Ligament injuries that affect scores of regular citizens and athletes are sidelined every year. Added to this, recovery is painful and takes a long time and, at times, a return to normal function is never achieved because of the formation of scars—an aspect that makes ligament injuries inclined to more damage.
Exosome educated macrophages (EEMs) and exosomes differentially improve ligament healing. EEM treatment to an injured rat medial collateral ligament (MCL) resulted in reduced inflammation and improved ligament strength. In contrast, exosome treatment reduced scar size and increased collagen organization and production. Despite different outcomes, both treatments were uniquely effective in accelerating healing. Image Credit: AlphaMed Press.
A novel exosomes study, which was recently published in the STEM CELLS journal, may offer a suitable solution in the days to come.
Exosomes are sacs of cell membranes found in the body which transport genetic and protein information between cells, and similarly, exosome-educated macrophages (EEMs) are a form of white blood cell that generally destroys microbes and eliminates dead cells, but could also trigger the action of other immune system cells. The research shows how these exosomes and EEMs can reduce scarring and promote the healing of ligaments.
In 2019, the researchers behind this study, that is, scientists from the University of Wisconsin-Madison (UW-Madison), reported another study, which was also published in the STEM CELLS journal. This study demonstrated that treating an Achilles tendon with EEMs not only decreased the inflammation but also improved the strength of the tendon.
The EEMs were produced by subjecting the CD14+ macrophages to mesenchymal stromal cell (MSC)-derived exosomes.
Our previous study was done on a mouse model. While the results were superior when compared to treatment with MSCs, the functional/mechanical benefit of the exosomes was not as obvious as with the EEMs. This led us to our current study goals.”
Ray Vanderby, PhD, Professor of Orthopedics and Rehabilitation, University of Wisconsin-Madison
Vanderby and Peiman Hematti, MD, from the Department of Medicine at the University of Wisconsin-Madison are the corresponding authors of the two studies.
Firstly, the team wanted to recreate the healing effects of EEMs in a different model of rodent—that is, a rat medial collateral ligament (MCL); this ligament runs along the knee’s edge.
Dr. Vanderby added, “We hypothesized the EEM treatment would reduce inflammation and accelerate ligament healing, similar to our previous tendon results.”
Secondly, the team wanted to examine the effects of exosome treatment on the MCL injuries of rats, speculating that MSC-derived exosomes could also decrease the formation of scars and enhance ligament healing.
Once the results came in, they supported the researchers’ speculation that EEMs indeed enhanced the MCL function of rats and also decreased the ratio of M1/M2 macrophages (while M1 macrophages guard against viruses and bacteria, M2 macrophages target tissue repair and wound healing.). In addition, the exosomes triggered a biological response—most significantly, a reduction in scarring and an increase in collagen.
Dr. Vanderby added, “The ability of exosomes to reduce scar formation and upregulate collagen type expression has been documented in tendon healing models, but to our knowledge, this is the first study to report this in ligaments.”

Data records:

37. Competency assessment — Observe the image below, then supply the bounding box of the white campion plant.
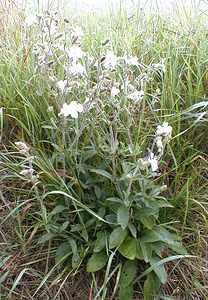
[59,101,83,119]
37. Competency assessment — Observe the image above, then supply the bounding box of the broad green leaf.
[59,221,69,233]
[117,205,129,229]
[151,242,166,257]
[37,232,56,244]
[105,197,123,204]
[87,251,108,273]
[69,239,77,254]
[109,226,127,249]
[90,169,114,181]
[128,224,137,238]
[120,260,137,288]
[153,225,175,245]
[83,149,97,162]
[143,274,154,300]
[140,216,155,229]
[150,256,167,284]
[140,242,152,263]
[55,242,72,264]
[136,240,144,260]
[94,185,102,199]
[141,225,175,245]
[136,207,158,219]
[94,231,107,252]
[72,248,84,269]
[50,205,68,216]
[118,284,133,300]
[168,242,187,255]
[105,214,117,224]
[118,236,136,260]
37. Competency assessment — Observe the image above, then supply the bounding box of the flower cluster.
[59,101,83,119]
[15,142,38,186]
[139,122,173,172]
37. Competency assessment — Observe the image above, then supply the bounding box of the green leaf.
[118,284,133,300]
[143,274,155,300]
[37,232,56,244]
[136,240,144,260]
[94,231,107,252]
[83,149,97,162]
[140,242,152,263]
[105,214,117,224]
[150,256,167,284]
[55,242,72,264]
[136,207,158,219]
[59,221,69,233]
[141,225,175,245]
[118,236,136,260]
[50,205,68,216]
[128,224,137,238]
[117,205,129,229]
[120,260,137,288]
[87,251,108,273]
[153,225,175,245]
[168,242,187,255]
[109,226,127,249]
[140,216,155,229]
[90,169,114,181]
[94,185,102,199]
[151,242,166,257]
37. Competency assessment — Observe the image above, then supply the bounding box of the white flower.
[15,142,29,154]
[67,45,84,61]
[104,50,118,69]
[153,59,166,73]
[111,85,120,98]
[128,91,144,102]
[156,122,173,138]
[156,136,164,152]
[59,101,83,119]
[25,14,38,27]
[71,25,84,39]
[148,152,158,172]
[120,54,138,66]
[68,63,86,75]
[56,80,67,94]
[139,152,158,172]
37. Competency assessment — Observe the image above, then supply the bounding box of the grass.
[0,1,208,300]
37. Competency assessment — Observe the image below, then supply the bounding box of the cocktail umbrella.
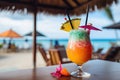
[0,0,119,67]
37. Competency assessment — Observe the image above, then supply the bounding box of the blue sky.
[0,0,120,39]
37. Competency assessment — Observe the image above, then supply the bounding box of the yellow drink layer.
[66,30,92,65]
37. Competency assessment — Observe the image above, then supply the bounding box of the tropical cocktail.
[66,29,92,77]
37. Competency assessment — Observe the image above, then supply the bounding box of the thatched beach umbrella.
[0,0,118,66]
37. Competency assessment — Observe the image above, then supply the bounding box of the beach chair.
[49,49,71,65]
[38,46,52,66]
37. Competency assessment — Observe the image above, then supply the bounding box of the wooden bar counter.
[0,60,120,80]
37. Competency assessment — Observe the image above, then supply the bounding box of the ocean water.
[0,39,116,53]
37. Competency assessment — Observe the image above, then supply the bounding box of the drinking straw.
[85,5,89,25]
[66,10,74,29]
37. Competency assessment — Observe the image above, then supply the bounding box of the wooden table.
[0,60,120,80]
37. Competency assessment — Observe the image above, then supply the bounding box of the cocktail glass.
[66,29,92,77]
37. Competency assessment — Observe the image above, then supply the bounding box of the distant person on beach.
[54,40,59,47]
[23,39,30,49]
[3,39,8,49]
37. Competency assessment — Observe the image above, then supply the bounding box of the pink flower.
[51,63,62,78]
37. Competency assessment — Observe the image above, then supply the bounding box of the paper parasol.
[61,18,81,32]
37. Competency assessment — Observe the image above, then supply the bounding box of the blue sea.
[0,39,116,53]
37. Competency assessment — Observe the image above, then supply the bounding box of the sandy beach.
[0,50,45,72]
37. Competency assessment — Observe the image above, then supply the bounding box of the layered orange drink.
[66,29,92,65]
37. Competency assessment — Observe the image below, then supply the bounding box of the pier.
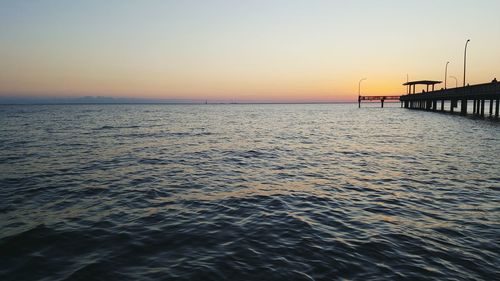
[399,80,500,118]
[358,95,400,108]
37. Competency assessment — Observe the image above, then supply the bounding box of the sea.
[0,104,500,281]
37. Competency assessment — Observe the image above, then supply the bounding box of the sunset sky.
[0,0,500,101]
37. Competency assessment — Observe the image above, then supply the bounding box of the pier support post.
[460,99,467,115]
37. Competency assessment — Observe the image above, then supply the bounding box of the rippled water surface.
[0,104,500,280]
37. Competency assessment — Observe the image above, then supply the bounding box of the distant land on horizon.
[0,96,356,105]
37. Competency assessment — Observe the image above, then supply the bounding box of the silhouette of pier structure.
[399,79,500,118]
[358,95,399,108]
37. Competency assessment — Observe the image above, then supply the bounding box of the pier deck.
[399,82,500,118]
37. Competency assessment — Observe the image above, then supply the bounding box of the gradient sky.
[0,0,500,101]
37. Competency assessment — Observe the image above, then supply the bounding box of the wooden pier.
[399,81,500,118]
[358,95,400,108]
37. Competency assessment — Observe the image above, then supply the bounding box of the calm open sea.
[0,104,500,280]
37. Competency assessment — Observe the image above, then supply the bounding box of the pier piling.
[400,80,500,118]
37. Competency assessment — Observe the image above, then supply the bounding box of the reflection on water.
[0,104,500,280]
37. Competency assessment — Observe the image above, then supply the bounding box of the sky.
[0,0,500,102]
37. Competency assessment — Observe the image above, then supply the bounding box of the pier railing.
[399,82,500,117]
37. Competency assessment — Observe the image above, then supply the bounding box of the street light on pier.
[464,39,470,87]
[450,76,458,88]
[358,78,367,96]
[444,61,450,90]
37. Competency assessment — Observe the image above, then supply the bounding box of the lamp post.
[358,78,366,108]
[358,78,366,96]
[444,61,450,90]
[450,76,458,88]
[464,39,470,87]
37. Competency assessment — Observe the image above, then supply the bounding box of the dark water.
[0,104,500,280]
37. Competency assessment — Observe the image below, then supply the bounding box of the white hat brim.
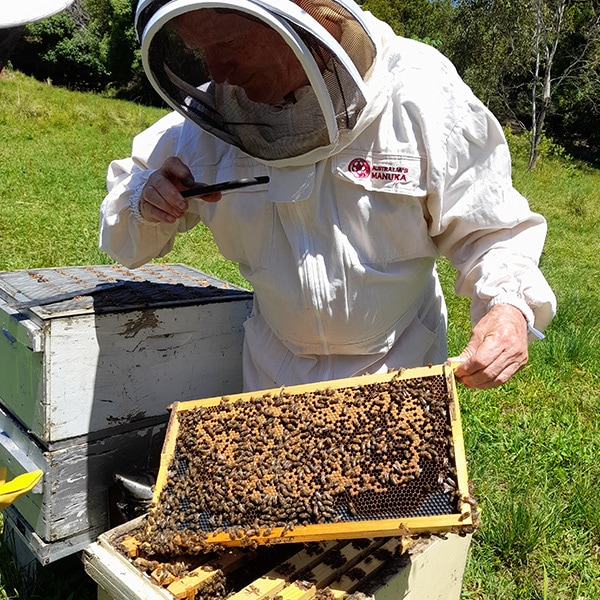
[0,0,73,29]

Your tasks
A) Can you summarize the ligament healing article in two sentences?
B) According to the ligament healing article, where does the medial collateral ligament run?
C) Reproduce the part of the ligament healing article starting at "Secondly, the team" and ending at "increase in collagen.".
These rows were drawn from a different source than the ligament healing article.

Task-by-task answers
A) Researchers from the University of Wisconsin-Madison, in a study published in the STEM CELLS journal, tested exosome-educated macrophages (EEMs) and exosomes on injured rat medial collateral ligaments. EEM treatment reduced inflammation and improved ligament strength, while exosome treatment reduced scar size and increased collagen organization and production, and both treatments accelerated healing.

B) Along the knee's edge.

C)
Secondly, the team wanted to examine the effects of exosome treatment on the MCL injuries of rats, speculating that MSC-derived exosomes could also decrease the formation of scars and enhance ligament healing.
Once the results came in, they supported the researchers’ speculation that EEMs indeed enhanced the MCL function of rats and also decreased the ratio of M1/M2 macrophages (while M1 macrophages guard against viruses and bacteria, M2 macrophages target tissue repair and wound healing.). In addition, the exosomes triggered a biological response—most significantly, a reduction in scarring and an increase in collagen.